• THE REQUEST:
Quote the full listing word for word.

------------------------

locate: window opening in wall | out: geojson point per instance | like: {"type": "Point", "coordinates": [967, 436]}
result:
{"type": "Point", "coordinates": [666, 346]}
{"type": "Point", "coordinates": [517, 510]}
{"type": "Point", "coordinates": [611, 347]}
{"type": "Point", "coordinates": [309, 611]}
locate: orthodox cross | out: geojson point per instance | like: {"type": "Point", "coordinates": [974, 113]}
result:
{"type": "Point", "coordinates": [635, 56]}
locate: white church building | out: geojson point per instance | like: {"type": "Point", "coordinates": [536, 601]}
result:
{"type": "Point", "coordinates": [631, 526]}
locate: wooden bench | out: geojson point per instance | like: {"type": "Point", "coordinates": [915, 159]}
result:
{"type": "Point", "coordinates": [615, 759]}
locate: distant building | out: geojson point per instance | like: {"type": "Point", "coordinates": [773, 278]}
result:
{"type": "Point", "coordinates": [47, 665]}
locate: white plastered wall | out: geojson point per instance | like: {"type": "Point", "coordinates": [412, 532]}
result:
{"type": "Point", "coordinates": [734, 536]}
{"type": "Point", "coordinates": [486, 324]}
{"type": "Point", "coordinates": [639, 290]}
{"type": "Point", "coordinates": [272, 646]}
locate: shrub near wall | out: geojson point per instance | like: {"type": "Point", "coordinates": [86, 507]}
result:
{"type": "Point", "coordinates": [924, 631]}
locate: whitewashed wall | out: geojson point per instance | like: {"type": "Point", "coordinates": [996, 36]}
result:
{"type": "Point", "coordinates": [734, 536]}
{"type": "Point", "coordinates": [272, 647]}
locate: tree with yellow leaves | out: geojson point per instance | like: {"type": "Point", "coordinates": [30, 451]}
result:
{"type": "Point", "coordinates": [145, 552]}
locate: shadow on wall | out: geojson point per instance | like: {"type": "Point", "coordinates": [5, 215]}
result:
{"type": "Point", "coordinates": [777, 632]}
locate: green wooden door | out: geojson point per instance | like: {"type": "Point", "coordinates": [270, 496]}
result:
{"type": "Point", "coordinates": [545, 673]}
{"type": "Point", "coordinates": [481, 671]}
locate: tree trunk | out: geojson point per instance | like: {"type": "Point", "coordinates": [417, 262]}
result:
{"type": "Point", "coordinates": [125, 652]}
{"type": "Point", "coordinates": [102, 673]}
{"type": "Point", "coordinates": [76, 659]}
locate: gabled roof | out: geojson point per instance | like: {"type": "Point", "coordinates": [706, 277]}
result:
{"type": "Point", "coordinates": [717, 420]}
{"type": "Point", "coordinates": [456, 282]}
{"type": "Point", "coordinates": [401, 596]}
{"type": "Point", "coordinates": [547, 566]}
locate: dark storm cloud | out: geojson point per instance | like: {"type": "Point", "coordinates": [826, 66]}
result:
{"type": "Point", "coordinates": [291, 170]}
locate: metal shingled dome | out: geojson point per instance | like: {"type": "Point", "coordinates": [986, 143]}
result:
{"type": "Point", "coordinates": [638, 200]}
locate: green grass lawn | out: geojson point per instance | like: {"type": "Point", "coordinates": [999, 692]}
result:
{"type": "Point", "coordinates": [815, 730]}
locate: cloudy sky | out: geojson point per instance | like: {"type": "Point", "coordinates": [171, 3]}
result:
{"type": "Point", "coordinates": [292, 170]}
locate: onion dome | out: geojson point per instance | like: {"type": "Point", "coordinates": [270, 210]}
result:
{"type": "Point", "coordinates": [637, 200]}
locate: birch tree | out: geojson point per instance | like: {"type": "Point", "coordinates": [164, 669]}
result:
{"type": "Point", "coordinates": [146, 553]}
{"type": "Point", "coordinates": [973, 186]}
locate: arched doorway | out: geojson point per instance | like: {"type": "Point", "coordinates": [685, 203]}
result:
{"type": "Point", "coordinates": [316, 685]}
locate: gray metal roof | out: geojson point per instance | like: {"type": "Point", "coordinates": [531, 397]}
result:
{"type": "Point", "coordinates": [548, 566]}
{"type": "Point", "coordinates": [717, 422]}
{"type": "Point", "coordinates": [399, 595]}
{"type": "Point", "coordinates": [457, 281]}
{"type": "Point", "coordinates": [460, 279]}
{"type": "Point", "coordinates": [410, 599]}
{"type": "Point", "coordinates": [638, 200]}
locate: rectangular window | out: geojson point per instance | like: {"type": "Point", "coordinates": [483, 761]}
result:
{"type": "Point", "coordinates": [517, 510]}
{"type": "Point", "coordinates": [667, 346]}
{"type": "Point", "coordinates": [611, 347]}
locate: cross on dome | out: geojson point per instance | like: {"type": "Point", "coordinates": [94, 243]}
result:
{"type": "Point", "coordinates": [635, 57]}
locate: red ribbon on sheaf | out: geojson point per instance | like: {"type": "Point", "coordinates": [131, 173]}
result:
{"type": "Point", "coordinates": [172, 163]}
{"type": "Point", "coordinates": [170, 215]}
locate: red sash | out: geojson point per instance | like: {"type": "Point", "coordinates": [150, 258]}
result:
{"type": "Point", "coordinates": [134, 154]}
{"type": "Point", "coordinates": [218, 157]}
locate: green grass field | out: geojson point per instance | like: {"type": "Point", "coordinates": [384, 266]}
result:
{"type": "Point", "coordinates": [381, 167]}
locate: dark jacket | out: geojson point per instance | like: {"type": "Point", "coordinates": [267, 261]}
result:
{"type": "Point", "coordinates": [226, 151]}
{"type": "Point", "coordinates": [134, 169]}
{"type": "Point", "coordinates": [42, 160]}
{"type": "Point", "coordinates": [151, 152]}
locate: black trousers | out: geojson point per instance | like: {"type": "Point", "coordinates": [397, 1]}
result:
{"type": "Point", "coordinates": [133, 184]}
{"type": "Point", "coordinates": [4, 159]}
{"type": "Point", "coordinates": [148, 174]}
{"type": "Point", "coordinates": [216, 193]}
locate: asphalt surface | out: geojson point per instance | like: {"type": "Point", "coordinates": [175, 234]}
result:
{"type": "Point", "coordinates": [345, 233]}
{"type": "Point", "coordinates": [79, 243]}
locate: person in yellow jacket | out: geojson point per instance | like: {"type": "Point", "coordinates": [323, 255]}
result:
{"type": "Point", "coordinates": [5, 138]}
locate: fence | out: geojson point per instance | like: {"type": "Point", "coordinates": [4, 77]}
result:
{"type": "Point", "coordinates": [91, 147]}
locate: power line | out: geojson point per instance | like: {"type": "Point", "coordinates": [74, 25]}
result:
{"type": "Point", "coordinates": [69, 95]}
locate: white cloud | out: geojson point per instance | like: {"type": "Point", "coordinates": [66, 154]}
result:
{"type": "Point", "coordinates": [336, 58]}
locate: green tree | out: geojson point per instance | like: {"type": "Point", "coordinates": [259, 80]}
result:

------------------------

• TASK OUTPUT:
locate: window opening in wall | out: geojson point per instance | like: {"type": "Point", "coordinates": [967, 436]}
result:
{"type": "Point", "coordinates": [666, 346]}
{"type": "Point", "coordinates": [517, 510]}
{"type": "Point", "coordinates": [611, 347]}
{"type": "Point", "coordinates": [309, 611]}
locate: orthodox cross | out: geojson point per instance | like: {"type": "Point", "coordinates": [974, 113]}
result:
{"type": "Point", "coordinates": [635, 56]}
locate: white church building | out: geojson point per instance | like: {"type": "Point", "coordinates": [536, 601]}
result:
{"type": "Point", "coordinates": [631, 526]}
locate: wooden bench | out: geojson point per instance | like: {"type": "Point", "coordinates": [915, 159]}
result:
{"type": "Point", "coordinates": [615, 759]}
locate: distant building | out: geojson point per instance | like: {"type": "Point", "coordinates": [773, 278]}
result:
{"type": "Point", "coordinates": [47, 665]}
locate: white plastered wall | out: geojson point per instance | like: {"type": "Point", "coordinates": [412, 532]}
result:
{"type": "Point", "coordinates": [734, 536]}
{"type": "Point", "coordinates": [486, 324]}
{"type": "Point", "coordinates": [639, 290]}
{"type": "Point", "coordinates": [272, 646]}
locate: shrub near wall | out: geojson point per instance | like: {"type": "Point", "coordinates": [86, 507]}
result:
{"type": "Point", "coordinates": [924, 631]}
locate: whitewashed wall | out: geojson point per instance | like: {"type": "Point", "coordinates": [996, 36]}
result:
{"type": "Point", "coordinates": [734, 536]}
{"type": "Point", "coordinates": [272, 647]}
locate: tree with yellow leaves | out: geojson point per instance | like: {"type": "Point", "coordinates": [30, 451]}
result:
{"type": "Point", "coordinates": [145, 552]}
locate: shadow on wall | out: geojson point per instance | like: {"type": "Point", "coordinates": [5, 215]}
result:
{"type": "Point", "coordinates": [777, 632]}
locate: green wooden door | out: geojson point per instance | like: {"type": "Point", "coordinates": [270, 496]}
result:
{"type": "Point", "coordinates": [545, 673]}
{"type": "Point", "coordinates": [481, 671]}
locate: tree trunk | out: geojson point per instance | like: {"type": "Point", "coordinates": [417, 262]}
result:
{"type": "Point", "coordinates": [125, 652]}
{"type": "Point", "coordinates": [102, 673]}
{"type": "Point", "coordinates": [76, 659]}
locate: gabled roof | out: geojson point per instance | like: {"type": "Point", "coordinates": [706, 277]}
result:
{"type": "Point", "coordinates": [717, 420]}
{"type": "Point", "coordinates": [456, 282]}
{"type": "Point", "coordinates": [401, 596]}
{"type": "Point", "coordinates": [547, 566]}
locate: dark storm cloud | out: geojson point per instance | like: {"type": "Point", "coordinates": [826, 66]}
result:
{"type": "Point", "coordinates": [291, 170]}
locate: metal shingled dome | out: geojson point per instance | like: {"type": "Point", "coordinates": [986, 143]}
result:
{"type": "Point", "coordinates": [638, 200]}
locate: green grass lawn | out: geojson point per instance | like: {"type": "Point", "coordinates": [999, 692]}
result:
{"type": "Point", "coordinates": [815, 730]}
locate: cloudy sky | out: geojson point per instance | like: {"type": "Point", "coordinates": [171, 3]}
result:
{"type": "Point", "coordinates": [292, 170]}
locate: onion dome | out: geojson point per instance | like: {"type": "Point", "coordinates": [270, 210]}
result:
{"type": "Point", "coordinates": [637, 200]}
locate: birch tree | out: geojson point per instance | like: {"type": "Point", "coordinates": [164, 669]}
result:
{"type": "Point", "coordinates": [146, 553]}
{"type": "Point", "coordinates": [973, 186]}
locate: arched doorway | out: geojson point per instance | like: {"type": "Point", "coordinates": [685, 203]}
result:
{"type": "Point", "coordinates": [316, 685]}
locate: gray metal roof | out: geojson point per instance | like: {"type": "Point", "coordinates": [531, 397]}
result:
{"type": "Point", "coordinates": [548, 566]}
{"type": "Point", "coordinates": [717, 422]}
{"type": "Point", "coordinates": [399, 595]}
{"type": "Point", "coordinates": [457, 281]}
{"type": "Point", "coordinates": [460, 279]}
{"type": "Point", "coordinates": [410, 599]}
{"type": "Point", "coordinates": [638, 200]}
locate: rectangular window | out: geojson point per instance | like: {"type": "Point", "coordinates": [483, 761]}
result:
{"type": "Point", "coordinates": [517, 510]}
{"type": "Point", "coordinates": [667, 346]}
{"type": "Point", "coordinates": [611, 347]}
locate: cross on dome | out: geojson point per instance | like: {"type": "Point", "coordinates": [94, 243]}
result:
{"type": "Point", "coordinates": [635, 57]}
locate: red ribbon on sheaf | out: geojson point per instance | like: {"type": "Point", "coordinates": [131, 173]}
result:
{"type": "Point", "coordinates": [172, 163]}
{"type": "Point", "coordinates": [170, 215]}
locate: red sash | out: geojson point per instance | like: {"type": "Point", "coordinates": [150, 258]}
result:
{"type": "Point", "coordinates": [134, 154]}
{"type": "Point", "coordinates": [218, 157]}
locate: green grass field | out: geojson point per instance | like: {"type": "Point", "coordinates": [384, 266]}
result:
{"type": "Point", "coordinates": [381, 167]}
locate: dark jacket | out: geojson point per instance | like: {"type": "Point", "coordinates": [267, 261]}
result:
{"type": "Point", "coordinates": [226, 151]}
{"type": "Point", "coordinates": [134, 169]}
{"type": "Point", "coordinates": [42, 160]}
{"type": "Point", "coordinates": [151, 152]}
locate: black trousers | out: geojson point per instance | like: {"type": "Point", "coordinates": [397, 1]}
result:
{"type": "Point", "coordinates": [133, 184]}
{"type": "Point", "coordinates": [4, 159]}
{"type": "Point", "coordinates": [148, 174]}
{"type": "Point", "coordinates": [216, 193]}
locate: asphalt surface | out: geojson point per instance | like: {"type": "Point", "coordinates": [175, 234]}
result:
{"type": "Point", "coordinates": [345, 233]}
{"type": "Point", "coordinates": [79, 243]}
locate: person in yellow jacket | out: geojson point per instance | like: {"type": "Point", "coordinates": [323, 255]}
result:
{"type": "Point", "coordinates": [5, 138]}
locate: fence | out: geojson point per instance | like: {"type": "Point", "coordinates": [4, 77]}
result:
{"type": "Point", "coordinates": [91, 147]}
locate: power line | out: geojson point per instance | like: {"type": "Point", "coordinates": [74, 25]}
result:
{"type": "Point", "coordinates": [69, 95]}
locate: white cloud | out: geojson point per instance | like: {"type": "Point", "coordinates": [66, 154]}
result:
{"type": "Point", "coordinates": [336, 58]}
locate: green tree | out: geojson point per instance | like: {"type": "Point", "coordinates": [259, 80]}
result:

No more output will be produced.